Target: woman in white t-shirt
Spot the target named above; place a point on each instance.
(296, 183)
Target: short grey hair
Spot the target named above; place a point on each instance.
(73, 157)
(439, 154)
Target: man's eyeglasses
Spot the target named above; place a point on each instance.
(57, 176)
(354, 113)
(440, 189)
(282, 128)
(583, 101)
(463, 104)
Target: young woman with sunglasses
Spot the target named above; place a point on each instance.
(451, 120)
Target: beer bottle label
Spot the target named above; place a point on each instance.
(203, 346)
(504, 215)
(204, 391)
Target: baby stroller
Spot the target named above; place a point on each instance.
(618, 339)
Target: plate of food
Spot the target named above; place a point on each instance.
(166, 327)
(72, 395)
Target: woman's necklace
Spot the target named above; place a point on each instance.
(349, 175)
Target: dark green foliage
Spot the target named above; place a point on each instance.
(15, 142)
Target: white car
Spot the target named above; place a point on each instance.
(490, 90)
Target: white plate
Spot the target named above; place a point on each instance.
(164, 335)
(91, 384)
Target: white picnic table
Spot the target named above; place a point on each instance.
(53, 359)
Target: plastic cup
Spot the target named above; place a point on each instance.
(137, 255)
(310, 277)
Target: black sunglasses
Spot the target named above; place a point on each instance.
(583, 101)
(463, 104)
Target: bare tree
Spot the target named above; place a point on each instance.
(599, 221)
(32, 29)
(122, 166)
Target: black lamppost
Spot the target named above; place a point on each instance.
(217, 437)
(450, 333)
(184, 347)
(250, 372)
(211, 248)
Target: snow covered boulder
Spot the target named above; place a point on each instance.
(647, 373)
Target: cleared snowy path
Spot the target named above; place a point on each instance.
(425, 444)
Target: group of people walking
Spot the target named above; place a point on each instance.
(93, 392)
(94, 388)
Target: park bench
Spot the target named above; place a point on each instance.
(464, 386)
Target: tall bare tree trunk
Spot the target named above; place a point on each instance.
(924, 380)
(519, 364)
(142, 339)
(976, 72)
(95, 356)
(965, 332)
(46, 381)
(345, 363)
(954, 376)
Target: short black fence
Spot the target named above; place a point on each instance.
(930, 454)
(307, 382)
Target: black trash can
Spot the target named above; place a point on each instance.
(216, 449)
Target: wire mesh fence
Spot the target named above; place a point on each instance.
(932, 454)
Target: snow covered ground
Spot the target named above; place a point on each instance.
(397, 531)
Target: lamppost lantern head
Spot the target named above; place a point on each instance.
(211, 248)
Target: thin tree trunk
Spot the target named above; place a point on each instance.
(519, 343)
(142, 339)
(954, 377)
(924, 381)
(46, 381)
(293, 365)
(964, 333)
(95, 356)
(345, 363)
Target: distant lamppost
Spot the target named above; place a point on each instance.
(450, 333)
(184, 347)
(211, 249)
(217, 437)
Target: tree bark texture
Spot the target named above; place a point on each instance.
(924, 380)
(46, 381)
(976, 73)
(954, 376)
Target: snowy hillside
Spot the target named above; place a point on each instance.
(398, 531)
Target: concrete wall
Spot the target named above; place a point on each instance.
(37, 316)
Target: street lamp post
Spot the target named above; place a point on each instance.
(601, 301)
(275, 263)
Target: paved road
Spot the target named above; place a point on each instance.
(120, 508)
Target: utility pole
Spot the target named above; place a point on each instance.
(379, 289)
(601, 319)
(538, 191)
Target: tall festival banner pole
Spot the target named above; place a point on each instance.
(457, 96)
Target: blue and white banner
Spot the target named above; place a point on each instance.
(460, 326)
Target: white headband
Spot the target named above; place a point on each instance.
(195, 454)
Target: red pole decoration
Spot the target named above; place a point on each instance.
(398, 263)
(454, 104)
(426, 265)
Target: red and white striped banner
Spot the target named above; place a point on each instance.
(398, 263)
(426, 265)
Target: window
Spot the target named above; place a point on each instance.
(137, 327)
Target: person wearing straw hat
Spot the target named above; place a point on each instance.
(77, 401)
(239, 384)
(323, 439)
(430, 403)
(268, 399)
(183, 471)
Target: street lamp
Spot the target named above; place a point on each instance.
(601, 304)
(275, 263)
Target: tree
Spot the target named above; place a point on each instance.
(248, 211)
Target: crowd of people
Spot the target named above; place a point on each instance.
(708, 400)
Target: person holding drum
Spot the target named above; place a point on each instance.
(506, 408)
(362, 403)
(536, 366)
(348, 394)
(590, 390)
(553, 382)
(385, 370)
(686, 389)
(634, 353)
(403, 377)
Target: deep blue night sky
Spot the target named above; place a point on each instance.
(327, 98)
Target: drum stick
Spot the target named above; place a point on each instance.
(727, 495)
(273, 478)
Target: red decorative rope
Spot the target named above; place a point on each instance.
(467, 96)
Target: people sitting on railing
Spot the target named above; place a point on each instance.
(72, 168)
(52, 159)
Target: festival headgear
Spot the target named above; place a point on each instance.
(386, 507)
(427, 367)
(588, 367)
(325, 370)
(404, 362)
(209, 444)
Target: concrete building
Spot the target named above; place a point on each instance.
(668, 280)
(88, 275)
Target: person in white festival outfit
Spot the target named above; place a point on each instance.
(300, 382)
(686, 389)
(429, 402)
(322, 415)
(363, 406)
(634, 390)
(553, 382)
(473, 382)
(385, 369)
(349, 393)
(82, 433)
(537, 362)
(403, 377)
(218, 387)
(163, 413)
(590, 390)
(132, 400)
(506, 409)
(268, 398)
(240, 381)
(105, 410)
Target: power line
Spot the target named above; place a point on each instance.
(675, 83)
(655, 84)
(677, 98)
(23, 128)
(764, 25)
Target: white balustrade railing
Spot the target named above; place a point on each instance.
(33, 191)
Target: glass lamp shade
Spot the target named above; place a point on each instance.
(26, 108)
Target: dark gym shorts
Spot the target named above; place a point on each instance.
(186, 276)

- [Written instruction]: Render all of the material above as a two-column CSV with the header instruction,points and one row per request. Put each request's text and its answer in their own quoted fields, with line breaks replaced by spaces.

- [Task result]:
instruction,points
"Target: woman in white t-shirt Spot the target named above; place a point on each instance.","(296, 183)"
"Target: short grey hair Spot the target named above; place a point on each instance.","(73, 157) (439, 154)"
"Target: man's eyeglasses Spot the target named above; place a point on each instance.","(57, 176) (354, 113) (440, 189) (282, 128) (583, 101) (463, 104)"
"Target: young woman with sunglasses Spot the target named above; place a point on each instance.","(451, 120)"
"Target: beer bottle label Spot the target named above; place a point on each instance.","(203, 346) (504, 215) (204, 391)"
"Target: baby stroller Spot the target named above; place a point on each instance.","(618, 339)"
"Target: plate of food Spot the target named above; place a point on each instance.","(166, 327) (72, 395)"
"Target: woman's necklace Spot the target named above; place a point on each instance.","(349, 175)"
"Target: dark green foliage Spot the target named above; place a point on each instance.","(15, 142)"
"Target: white car Spot the target named above; place a point on each instance.","(490, 90)"
"Target: white plate Spot the target named above; place a point on each instance.","(164, 335) (91, 384)"
"Target: white picnic table Spot the target named above; place a point on each instance.","(53, 359)"
"Target: plastic cup Spot the target named above; place a point on each instance.","(137, 255) (310, 277)"
"Target: black sunglasses Spot the target named above; place a point on each instance.","(583, 101) (463, 104)"
"Target: bare tree Spot the target named above; place a point on each instance.","(599, 221) (32, 29) (122, 166)"
"Target: black lamppost Spot the target named above; place a point on each instance.","(217, 437) (450, 333) (184, 347) (250, 372) (211, 248)"
"Target: snow covered boulder Spot the target named above; place a point on each instance.","(647, 373)"
"Target: cleared snowy path Spot the target named above; place a point on each instance.","(425, 444)"
"Target: group of people walking Spot the target named above; place a point on each instance.","(93, 392) (94, 388)"
"Target: park bench Spot the target named above; place a point on each instance.","(464, 386)"
"Target: tall bare tree trunk Spot the target named above; place a point on each instance.","(924, 380) (519, 364) (142, 339) (976, 72) (95, 356) (965, 332) (46, 381) (345, 363) (954, 376)"
"Target: short black fence Spot the target named above; place a point on each instance.","(930, 454) (307, 382)"
"Target: black trash can Spot the target named above; place a point on each instance.","(216, 449)"
"Target: wire mesh fence Spot the target named above; place a point on each instance.","(932, 454)"
"Target: snow covered ground Spot the target named above; place a point on each instance.","(397, 531)"
"Target: lamppost lantern head Spot the target named above; place a point on each instance.","(211, 248)"
"Target: thin tree trunk Spot the target named above; place a point on each instance.","(519, 343) (142, 339) (954, 377) (924, 381) (46, 381) (293, 365) (964, 333) (95, 356) (345, 363)"
"Target: distant lamppost Spot the target named above; place a point on each instance.","(450, 333) (184, 347) (211, 249) (217, 437)"
"Target: tree bark texture Spot the target named above; place a point on each instance.","(924, 380) (46, 381) (976, 73) (954, 376)"
"Target: snowy hillside Spot the target named above; place a point on each instance.","(398, 531)"
"Target: concrete wall Spot the target named above; place a point on each instance.","(37, 316)"
"Target: street lamp post Spot the target named above; place a point on each instance.","(601, 301) (275, 263)"
"Target: paved road Spot the target named above; place a point on each instance.","(120, 508)"
"Target: utility pole Spot the target named above; place a point on each instance.","(379, 289) (601, 319) (538, 191)"
"Target: tall festival banner pole Spot the target named above; place a point on each instance.","(457, 96)"
"Target: blue and white banner Spot the target named above; place a point on each instance.","(460, 326)"
"Target: white headband Spot the target named above; place a point on each instance.","(195, 454)"
"Target: red pole decoration Spot the target named above; place a point on each instance.","(398, 263) (454, 104) (426, 265)"
"Target: red and white striped banner Spot the target named above; place a point on each instance.","(398, 263) (426, 265)"
"Target: window Spot the target named above; place a point on each instance.","(137, 327)"
"Target: person wearing straw hat Spot the target named above; place a point on each instance.","(77, 401) (239, 384) (323, 439) (430, 403) (268, 399) (183, 471)"
"Target: street lamp Spot the target named above; place a point on each instance.","(601, 304) (275, 263)"
"Target: tree Spot the target named above; place a point on each instance.","(248, 211)"
"Target: crowd of people Spot the target named above; place a point on each instance.","(708, 400)"
"Target: person holding drum Spot the target named above; place a point on each instance.","(506, 408) (362, 403) (536, 366) (348, 394) (590, 390) (553, 382) (385, 370) (686, 389) (634, 353) (403, 377)"
"Target: deep blue night sky Spot the target named above; place a point on each instance.","(327, 98)"
"Target: drum stick Spot the target named above; place a point on each instance.","(727, 495) (273, 478)"
"Target: red decorative rope Spot the target named above; place a point on each instance.","(467, 96)"
"Target: people sitting on railing Spot the target named above; place a point on each instance.","(72, 168) (52, 159)"
"Target: festival headgear Spot the target named above; place a point on each instance.","(386, 507) (427, 367) (588, 367) (325, 370) (404, 362) (209, 444)"
"Target: concrete building Spot the target named above; place a point on each instance.","(668, 280) (88, 275)"
"Target: person in white festival outfit Spot the target named above; place a point on each instance.","(300, 382) (686, 389) (429, 402) (322, 415) (363, 406) (634, 390) (553, 382) (473, 382) (385, 369) (349, 393) (82, 433) (537, 362) (403, 377) (218, 387) (163, 413) (590, 390) (132, 400) (506, 409) (268, 398) (240, 381) (105, 410)"
"Target: power line Spot the target named above; place a point on each instance.","(675, 83) (655, 84) (677, 98) (23, 128) (764, 25)"
"Target: white balustrade railing Spot the target named above; place a point on each instance.","(33, 191)"
"Target: glass lamp shade Spot the target named above; place a point on each instance.","(26, 108)"
"Target: dark gym shorts Spot the target named above; place a point on each instance.","(186, 276)"